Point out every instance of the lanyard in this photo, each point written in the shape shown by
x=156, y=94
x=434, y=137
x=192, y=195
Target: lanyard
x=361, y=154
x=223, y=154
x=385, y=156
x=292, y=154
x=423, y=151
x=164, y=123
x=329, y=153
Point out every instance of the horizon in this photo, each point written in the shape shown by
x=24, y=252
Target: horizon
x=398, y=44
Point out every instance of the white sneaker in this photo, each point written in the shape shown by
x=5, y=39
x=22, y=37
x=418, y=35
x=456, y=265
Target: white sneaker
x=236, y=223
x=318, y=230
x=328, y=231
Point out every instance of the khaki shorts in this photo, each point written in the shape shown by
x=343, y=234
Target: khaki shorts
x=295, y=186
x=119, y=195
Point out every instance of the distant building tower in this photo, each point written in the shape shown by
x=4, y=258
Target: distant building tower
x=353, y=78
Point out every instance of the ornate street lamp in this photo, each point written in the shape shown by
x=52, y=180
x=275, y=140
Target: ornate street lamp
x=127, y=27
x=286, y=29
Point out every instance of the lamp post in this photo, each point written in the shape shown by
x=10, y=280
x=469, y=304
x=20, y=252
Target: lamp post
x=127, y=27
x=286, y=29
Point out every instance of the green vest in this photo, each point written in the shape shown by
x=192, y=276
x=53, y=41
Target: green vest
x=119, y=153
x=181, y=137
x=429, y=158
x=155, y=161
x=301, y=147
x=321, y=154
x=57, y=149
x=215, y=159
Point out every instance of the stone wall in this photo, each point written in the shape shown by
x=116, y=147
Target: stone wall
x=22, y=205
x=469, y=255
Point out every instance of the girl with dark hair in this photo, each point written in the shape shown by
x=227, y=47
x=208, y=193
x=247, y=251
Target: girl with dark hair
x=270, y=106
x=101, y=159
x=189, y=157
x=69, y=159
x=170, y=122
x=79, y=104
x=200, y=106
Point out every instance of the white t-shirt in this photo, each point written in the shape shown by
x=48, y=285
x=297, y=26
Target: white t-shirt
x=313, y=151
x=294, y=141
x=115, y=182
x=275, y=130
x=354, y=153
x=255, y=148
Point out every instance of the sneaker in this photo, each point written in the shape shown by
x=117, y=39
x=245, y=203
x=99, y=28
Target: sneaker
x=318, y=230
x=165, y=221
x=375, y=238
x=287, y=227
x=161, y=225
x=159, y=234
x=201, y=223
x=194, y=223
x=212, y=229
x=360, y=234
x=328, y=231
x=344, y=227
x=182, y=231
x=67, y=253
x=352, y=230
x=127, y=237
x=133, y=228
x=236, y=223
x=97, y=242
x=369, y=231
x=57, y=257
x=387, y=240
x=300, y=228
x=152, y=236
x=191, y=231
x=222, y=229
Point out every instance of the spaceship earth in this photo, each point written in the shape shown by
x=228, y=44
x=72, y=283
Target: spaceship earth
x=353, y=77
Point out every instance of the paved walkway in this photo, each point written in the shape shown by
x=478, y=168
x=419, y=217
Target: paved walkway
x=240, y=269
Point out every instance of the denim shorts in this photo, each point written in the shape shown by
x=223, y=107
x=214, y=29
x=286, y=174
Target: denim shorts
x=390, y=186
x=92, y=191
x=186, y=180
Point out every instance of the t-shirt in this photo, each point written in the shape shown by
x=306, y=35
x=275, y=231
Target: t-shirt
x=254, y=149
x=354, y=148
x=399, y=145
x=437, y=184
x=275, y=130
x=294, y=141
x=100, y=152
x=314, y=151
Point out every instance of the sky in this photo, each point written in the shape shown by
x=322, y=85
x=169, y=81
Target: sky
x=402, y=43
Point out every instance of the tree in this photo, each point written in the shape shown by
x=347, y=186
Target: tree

### Directions for this task:
Return only what runs from the line containing "Point out every instance of the tree" to the last line of the records above, both ends included, exactly as written.

### The completed task:
Point out every instance of the tree in this photo, each point written in the shape shown by
x=347, y=186
Target: tree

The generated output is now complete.